[GIVEN ENTRIES]

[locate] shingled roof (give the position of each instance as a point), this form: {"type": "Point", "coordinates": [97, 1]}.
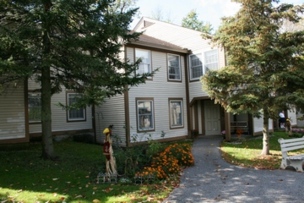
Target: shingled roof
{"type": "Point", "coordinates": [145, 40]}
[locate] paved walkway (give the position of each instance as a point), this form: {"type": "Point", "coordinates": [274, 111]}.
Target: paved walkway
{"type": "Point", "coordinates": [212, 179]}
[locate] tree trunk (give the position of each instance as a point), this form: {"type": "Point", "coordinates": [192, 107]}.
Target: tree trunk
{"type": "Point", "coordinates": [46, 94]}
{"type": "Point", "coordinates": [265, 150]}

[/GIVEN ENTRIES]
[GIVEN ENTRIES]

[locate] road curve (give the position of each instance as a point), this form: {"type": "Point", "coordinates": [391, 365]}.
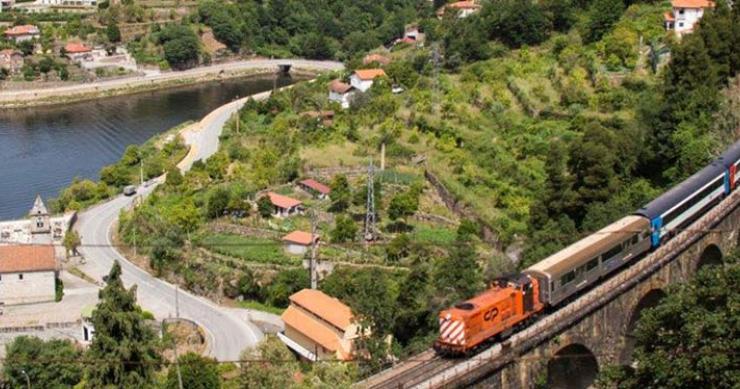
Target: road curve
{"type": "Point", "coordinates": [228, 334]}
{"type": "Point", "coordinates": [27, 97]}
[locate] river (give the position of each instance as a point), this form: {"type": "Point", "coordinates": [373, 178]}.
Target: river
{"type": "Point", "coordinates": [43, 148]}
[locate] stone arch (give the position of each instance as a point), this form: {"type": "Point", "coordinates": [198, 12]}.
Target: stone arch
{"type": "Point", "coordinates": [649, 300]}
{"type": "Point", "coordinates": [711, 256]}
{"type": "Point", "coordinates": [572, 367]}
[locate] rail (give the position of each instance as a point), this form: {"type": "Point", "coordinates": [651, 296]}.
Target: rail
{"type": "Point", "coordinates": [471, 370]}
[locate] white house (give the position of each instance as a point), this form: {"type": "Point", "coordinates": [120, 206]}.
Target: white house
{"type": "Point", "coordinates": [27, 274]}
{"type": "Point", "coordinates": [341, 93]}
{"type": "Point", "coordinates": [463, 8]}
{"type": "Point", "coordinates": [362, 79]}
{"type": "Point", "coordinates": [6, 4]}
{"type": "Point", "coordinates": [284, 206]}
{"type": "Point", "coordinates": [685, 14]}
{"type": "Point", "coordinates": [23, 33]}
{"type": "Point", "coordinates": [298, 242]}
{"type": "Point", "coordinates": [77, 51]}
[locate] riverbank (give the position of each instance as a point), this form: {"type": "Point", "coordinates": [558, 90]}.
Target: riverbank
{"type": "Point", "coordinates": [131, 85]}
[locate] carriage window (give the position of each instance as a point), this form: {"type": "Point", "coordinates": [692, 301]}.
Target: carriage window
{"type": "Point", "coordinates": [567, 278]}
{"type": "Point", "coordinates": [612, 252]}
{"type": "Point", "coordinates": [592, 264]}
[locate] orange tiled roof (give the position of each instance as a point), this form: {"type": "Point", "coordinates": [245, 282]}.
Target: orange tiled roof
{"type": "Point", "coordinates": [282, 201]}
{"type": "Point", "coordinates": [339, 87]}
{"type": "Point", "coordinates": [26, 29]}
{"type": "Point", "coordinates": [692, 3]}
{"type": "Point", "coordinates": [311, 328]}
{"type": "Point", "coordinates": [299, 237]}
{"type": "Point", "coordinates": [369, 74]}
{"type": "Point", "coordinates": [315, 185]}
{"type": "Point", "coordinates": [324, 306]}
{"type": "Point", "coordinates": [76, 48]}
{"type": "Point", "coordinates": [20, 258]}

[/GIVEN ENTRIES]
[GIVEN ENTRIES]

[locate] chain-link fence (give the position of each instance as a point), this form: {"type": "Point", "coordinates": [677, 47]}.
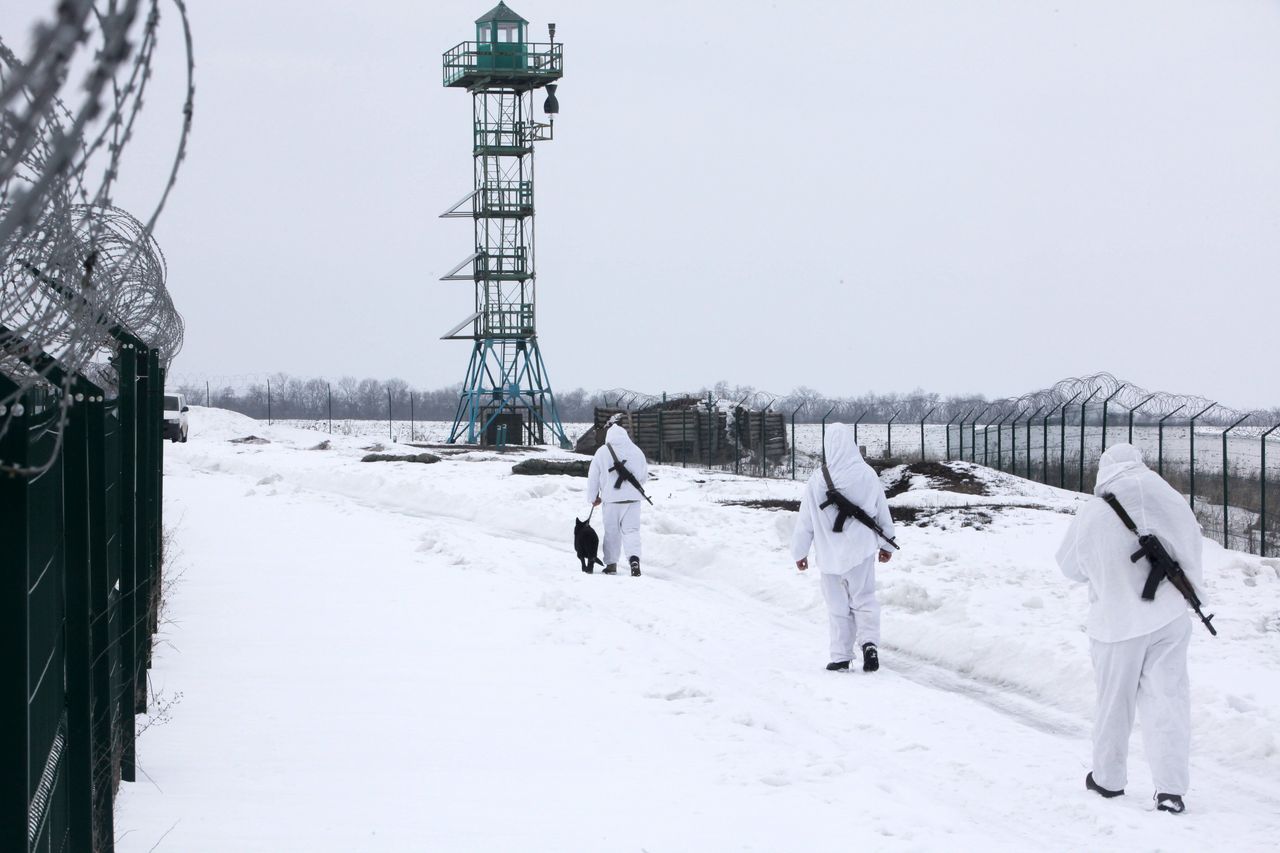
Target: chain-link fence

[/GIVEN ENTRIES]

» TASK OBJECTIVE: Whenever a line of the material above contains the string "fence", copy that line out.

» EXERCISE ANSWER:
[locate] chain-link fence (give the position of each instance as a point), this form: {"type": "Point", "coordinates": [677, 47]}.
Target: chain-link fence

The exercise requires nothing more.